[Object position labeling entries]
▼▼▼
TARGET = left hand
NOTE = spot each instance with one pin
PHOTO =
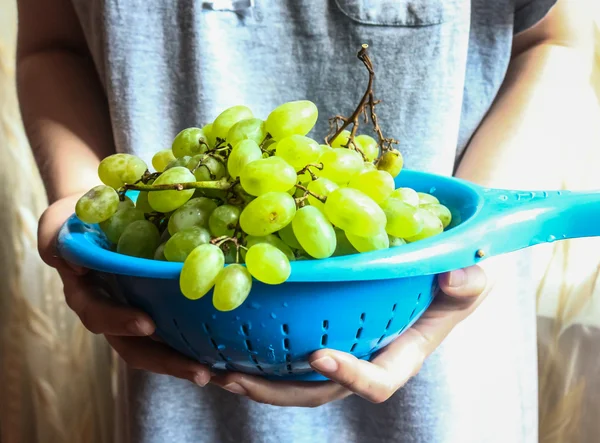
(376, 380)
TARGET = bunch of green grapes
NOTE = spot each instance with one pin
(242, 197)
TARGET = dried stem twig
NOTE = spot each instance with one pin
(367, 103)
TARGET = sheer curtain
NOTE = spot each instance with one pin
(55, 378)
(57, 381)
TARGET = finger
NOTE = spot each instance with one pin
(467, 282)
(378, 380)
(49, 225)
(281, 393)
(101, 315)
(145, 354)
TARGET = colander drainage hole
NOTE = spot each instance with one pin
(412, 314)
(256, 363)
(387, 327)
(358, 331)
(185, 340)
(213, 342)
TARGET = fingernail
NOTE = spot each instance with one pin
(140, 327)
(79, 270)
(200, 378)
(235, 388)
(325, 364)
(457, 278)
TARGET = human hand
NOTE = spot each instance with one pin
(128, 330)
(460, 293)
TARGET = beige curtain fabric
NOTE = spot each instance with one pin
(57, 381)
(55, 378)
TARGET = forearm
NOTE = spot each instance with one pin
(529, 133)
(66, 118)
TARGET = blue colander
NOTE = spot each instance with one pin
(357, 303)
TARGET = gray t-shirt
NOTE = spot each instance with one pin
(169, 65)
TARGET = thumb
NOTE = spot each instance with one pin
(50, 223)
(462, 283)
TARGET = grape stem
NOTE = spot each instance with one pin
(207, 184)
(321, 198)
(306, 169)
(338, 123)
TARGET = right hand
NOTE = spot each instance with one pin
(128, 330)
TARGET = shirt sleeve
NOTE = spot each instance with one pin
(529, 12)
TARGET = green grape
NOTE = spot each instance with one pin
(189, 142)
(159, 254)
(407, 195)
(194, 212)
(115, 225)
(354, 212)
(427, 199)
(209, 169)
(391, 162)
(223, 220)
(341, 141)
(268, 213)
(271, 174)
(322, 187)
(207, 129)
(200, 270)
(167, 201)
(324, 149)
(142, 203)
(97, 205)
(343, 245)
(340, 165)
(368, 145)
(246, 198)
(242, 153)
(369, 166)
(269, 145)
(162, 159)
(314, 232)
(179, 162)
(367, 244)
(232, 287)
(230, 252)
(272, 239)
(431, 226)
(396, 241)
(292, 118)
(125, 204)
(226, 120)
(139, 239)
(298, 151)
(376, 184)
(286, 234)
(118, 169)
(268, 264)
(179, 246)
(440, 211)
(403, 219)
(249, 129)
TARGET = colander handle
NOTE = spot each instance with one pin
(518, 219)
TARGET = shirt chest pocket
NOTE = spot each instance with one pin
(397, 12)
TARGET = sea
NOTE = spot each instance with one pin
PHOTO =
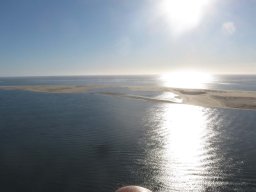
(91, 142)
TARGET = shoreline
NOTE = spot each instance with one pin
(198, 97)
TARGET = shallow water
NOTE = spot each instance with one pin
(90, 142)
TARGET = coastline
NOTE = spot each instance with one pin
(198, 97)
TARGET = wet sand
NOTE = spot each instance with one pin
(199, 97)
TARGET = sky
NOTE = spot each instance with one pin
(111, 37)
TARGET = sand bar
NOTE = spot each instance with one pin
(199, 97)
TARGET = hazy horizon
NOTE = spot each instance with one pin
(83, 37)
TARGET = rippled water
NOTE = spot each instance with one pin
(90, 142)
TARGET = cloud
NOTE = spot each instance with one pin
(229, 28)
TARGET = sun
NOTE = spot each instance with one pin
(183, 15)
(186, 79)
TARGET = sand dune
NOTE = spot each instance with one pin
(200, 97)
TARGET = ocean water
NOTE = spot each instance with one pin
(92, 142)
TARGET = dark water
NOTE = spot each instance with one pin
(91, 142)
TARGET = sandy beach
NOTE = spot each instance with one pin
(199, 97)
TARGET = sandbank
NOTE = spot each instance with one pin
(199, 97)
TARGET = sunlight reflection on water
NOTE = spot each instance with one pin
(183, 156)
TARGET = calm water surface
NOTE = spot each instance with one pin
(91, 142)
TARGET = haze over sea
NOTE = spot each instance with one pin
(93, 142)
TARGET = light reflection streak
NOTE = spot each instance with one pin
(183, 134)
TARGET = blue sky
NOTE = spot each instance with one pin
(90, 37)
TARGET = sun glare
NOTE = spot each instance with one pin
(183, 15)
(186, 79)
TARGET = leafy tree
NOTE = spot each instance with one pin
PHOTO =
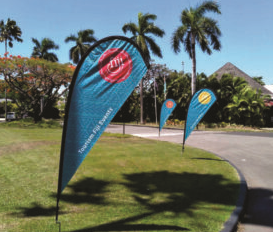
(197, 28)
(141, 35)
(83, 41)
(247, 107)
(41, 49)
(35, 83)
(9, 31)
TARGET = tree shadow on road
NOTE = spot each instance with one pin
(259, 207)
(171, 192)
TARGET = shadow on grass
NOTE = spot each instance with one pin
(165, 191)
(37, 210)
(121, 225)
(210, 159)
(87, 190)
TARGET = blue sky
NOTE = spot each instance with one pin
(246, 25)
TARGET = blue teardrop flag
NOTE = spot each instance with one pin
(103, 80)
(199, 105)
(166, 109)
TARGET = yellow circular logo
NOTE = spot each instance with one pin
(204, 98)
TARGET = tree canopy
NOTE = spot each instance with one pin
(35, 83)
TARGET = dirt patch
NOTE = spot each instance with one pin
(18, 147)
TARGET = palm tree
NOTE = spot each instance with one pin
(41, 49)
(8, 32)
(83, 41)
(141, 35)
(196, 28)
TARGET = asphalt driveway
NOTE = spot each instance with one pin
(251, 153)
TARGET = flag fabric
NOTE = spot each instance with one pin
(103, 80)
(166, 109)
(199, 105)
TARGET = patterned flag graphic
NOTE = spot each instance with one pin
(166, 110)
(199, 105)
(103, 80)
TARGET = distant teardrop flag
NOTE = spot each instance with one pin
(103, 80)
(166, 110)
(199, 105)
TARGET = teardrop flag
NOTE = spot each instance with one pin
(166, 110)
(199, 105)
(103, 80)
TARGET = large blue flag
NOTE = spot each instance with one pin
(199, 105)
(103, 80)
(166, 109)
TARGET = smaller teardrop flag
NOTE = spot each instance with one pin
(199, 105)
(166, 110)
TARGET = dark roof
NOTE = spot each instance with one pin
(229, 68)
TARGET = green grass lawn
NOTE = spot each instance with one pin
(124, 184)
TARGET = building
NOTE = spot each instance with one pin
(230, 68)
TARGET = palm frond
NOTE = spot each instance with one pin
(208, 6)
(153, 46)
(71, 38)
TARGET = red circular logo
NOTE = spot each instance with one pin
(169, 104)
(115, 65)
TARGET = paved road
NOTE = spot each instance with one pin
(251, 153)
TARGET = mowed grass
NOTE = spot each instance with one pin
(124, 184)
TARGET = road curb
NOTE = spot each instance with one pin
(231, 224)
(237, 214)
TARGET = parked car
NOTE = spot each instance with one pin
(11, 116)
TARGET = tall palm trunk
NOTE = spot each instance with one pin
(193, 80)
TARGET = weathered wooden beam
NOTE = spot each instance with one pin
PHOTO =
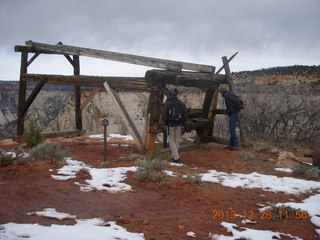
(186, 79)
(32, 96)
(120, 57)
(126, 118)
(89, 98)
(22, 94)
(64, 133)
(231, 88)
(229, 60)
(33, 58)
(69, 59)
(134, 83)
(77, 93)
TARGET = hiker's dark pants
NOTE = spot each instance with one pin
(233, 119)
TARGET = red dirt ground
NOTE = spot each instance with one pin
(165, 211)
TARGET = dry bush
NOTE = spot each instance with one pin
(281, 112)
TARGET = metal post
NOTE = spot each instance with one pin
(105, 124)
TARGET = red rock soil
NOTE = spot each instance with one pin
(161, 211)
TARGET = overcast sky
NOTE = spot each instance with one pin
(266, 33)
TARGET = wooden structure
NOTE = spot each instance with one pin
(155, 82)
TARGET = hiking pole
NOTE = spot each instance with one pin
(105, 124)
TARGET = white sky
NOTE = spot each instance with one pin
(266, 33)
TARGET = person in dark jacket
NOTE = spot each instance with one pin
(174, 117)
(232, 107)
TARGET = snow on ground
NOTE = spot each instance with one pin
(113, 135)
(271, 183)
(108, 179)
(93, 229)
(248, 233)
(289, 170)
(311, 205)
(52, 213)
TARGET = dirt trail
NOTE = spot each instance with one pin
(168, 211)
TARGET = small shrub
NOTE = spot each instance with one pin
(135, 156)
(247, 156)
(279, 212)
(195, 179)
(51, 152)
(32, 136)
(150, 170)
(306, 171)
(157, 154)
(151, 166)
(5, 159)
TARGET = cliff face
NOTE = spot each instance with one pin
(53, 108)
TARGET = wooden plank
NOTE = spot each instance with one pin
(33, 58)
(22, 94)
(126, 118)
(121, 57)
(32, 96)
(69, 59)
(70, 133)
(133, 83)
(186, 79)
(77, 94)
(89, 98)
(207, 101)
(229, 60)
(231, 88)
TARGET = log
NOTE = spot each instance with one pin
(22, 94)
(186, 79)
(133, 83)
(120, 57)
(89, 98)
(77, 94)
(231, 88)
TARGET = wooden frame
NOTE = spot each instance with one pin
(154, 81)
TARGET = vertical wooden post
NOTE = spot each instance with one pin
(231, 88)
(22, 94)
(77, 93)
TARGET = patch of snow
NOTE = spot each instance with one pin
(289, 170)
(191, 234)
(310, 204)
(271, 183)
(247, 233)
(52, 213)
(108, 179)
(176, 164)
(93, 229)
(112, 135)
(246, 221)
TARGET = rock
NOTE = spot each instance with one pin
(287, 160)
(181, 227)
(145, 222)
(124, 220)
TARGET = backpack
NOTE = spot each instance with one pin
(243, 102)
(175, 113)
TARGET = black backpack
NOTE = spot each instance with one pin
(175, 113)
(243, 102)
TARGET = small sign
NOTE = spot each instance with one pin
(105, 122)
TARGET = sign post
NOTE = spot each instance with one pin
(105, 123)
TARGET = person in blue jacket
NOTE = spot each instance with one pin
(232, 108)
(174, 117)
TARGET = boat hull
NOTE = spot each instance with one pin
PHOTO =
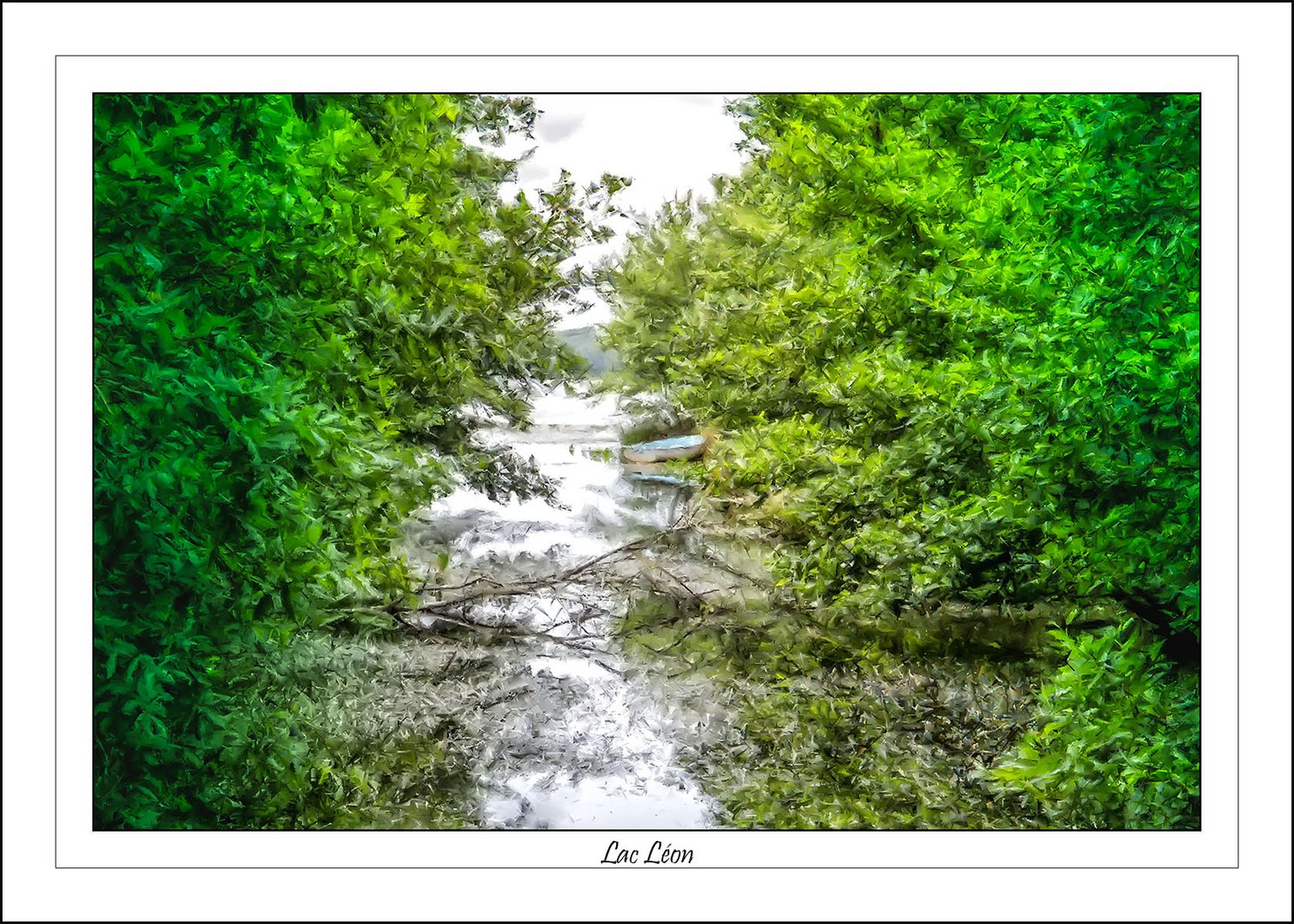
(665, 451)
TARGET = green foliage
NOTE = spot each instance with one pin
(295, 300)
(1119, 742)
(954, 342)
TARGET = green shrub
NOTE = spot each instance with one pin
(954, 345)
(1119, 737)
(294, 300)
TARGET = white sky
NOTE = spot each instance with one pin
(668, 144)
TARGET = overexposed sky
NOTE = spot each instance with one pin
(667, 144)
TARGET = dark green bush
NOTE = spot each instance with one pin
(954, 342)
(294, 300)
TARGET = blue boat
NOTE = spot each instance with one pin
(667, 451)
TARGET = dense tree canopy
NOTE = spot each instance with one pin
(297, 298)
(954, 346)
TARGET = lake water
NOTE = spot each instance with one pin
(571, 732)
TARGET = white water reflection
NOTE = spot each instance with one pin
(571, 732)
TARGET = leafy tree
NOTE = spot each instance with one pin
(297, 299)
(954, 343)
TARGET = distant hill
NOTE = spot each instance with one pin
(584, 341)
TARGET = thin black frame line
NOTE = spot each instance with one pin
(677, 830)
(644, 92)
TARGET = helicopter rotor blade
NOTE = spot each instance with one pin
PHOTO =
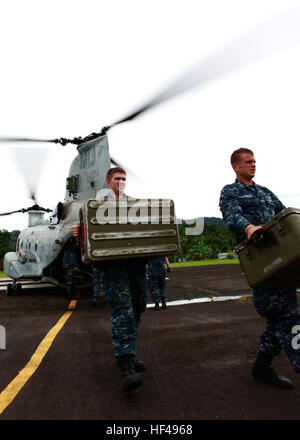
(30, 162)
(280, 32)
(11, 212)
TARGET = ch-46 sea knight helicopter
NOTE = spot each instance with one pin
(38, 254)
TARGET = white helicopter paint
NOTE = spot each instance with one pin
(40, 245)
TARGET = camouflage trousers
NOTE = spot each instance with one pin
(279, 306)
(157, 287)
(124, 288)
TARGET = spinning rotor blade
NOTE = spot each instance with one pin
(279, 33)
(30, 162)
(12, 212)
(8, 139)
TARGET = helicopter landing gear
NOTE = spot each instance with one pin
(14, 287)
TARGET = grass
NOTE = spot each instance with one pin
(187, 263)
(205, 262)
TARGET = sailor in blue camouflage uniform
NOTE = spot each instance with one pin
(156, 273)
(124, 288)
(246, 206)
(71, 263)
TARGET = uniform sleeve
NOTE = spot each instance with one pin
(231, 211)
(278, 205)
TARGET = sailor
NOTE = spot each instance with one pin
(157, 269)
(246, 206)
(124, 288)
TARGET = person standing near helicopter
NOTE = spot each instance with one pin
(247, 206)
(156, 274)
(124, 288)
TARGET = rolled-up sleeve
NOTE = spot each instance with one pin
(231, 211)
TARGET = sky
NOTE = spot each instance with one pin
(68, 68)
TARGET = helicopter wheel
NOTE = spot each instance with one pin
(9, 290)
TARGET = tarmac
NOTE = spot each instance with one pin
(198, 355)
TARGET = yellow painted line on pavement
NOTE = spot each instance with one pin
(15, 386)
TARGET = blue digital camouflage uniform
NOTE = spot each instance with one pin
(240, 205)
(156, 272)
(71, 259)
(124, 288)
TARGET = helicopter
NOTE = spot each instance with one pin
(39, 248)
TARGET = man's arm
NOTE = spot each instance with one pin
(231, 210)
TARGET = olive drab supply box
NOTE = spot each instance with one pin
(127, 228)
(275, 262)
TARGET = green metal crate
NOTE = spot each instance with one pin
(130, 228)
(276, 263)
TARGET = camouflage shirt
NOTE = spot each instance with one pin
(242, 204)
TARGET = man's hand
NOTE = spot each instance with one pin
(75, 230)
(250, 229)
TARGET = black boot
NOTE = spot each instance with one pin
(131, 379)
(263, 371)
(139, 366)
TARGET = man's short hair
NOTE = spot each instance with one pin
(235, 157)
(113, 171)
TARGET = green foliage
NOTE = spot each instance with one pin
(216, 238)
(7, 242)
(230, 255)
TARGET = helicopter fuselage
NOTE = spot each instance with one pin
(39, 249)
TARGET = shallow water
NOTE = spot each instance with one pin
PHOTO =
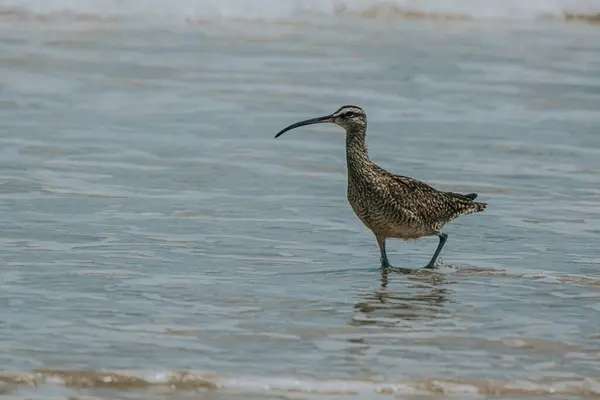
(152, 225)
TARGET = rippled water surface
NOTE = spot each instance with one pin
(158, 242)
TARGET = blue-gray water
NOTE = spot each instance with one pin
(151, 224)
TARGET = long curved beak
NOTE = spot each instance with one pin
(319, 120)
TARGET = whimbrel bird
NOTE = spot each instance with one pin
(392, 206)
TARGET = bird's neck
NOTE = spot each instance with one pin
(357, 155)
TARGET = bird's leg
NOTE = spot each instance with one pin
(384, 261)
(443, 237)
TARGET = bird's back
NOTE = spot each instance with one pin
(399, 206)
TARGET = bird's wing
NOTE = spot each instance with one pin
(431, 204)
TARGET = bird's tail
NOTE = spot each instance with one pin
(480, 206)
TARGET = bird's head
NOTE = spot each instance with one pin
(348, 117)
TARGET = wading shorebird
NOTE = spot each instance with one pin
(392, 206)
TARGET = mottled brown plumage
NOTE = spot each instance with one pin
(392, 206)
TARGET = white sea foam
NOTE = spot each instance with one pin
(186, 10)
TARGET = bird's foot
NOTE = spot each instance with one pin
(431, 266)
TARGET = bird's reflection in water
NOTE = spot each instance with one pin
(422, 296)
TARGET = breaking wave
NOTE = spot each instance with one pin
(196, 10)
(182, 381)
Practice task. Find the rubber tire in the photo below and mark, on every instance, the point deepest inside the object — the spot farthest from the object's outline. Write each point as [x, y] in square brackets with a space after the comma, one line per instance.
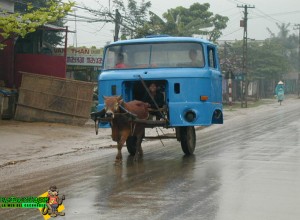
▲▲▲
Count the lines above that contain the string "patch" and give only that number.

Exercise solution:
2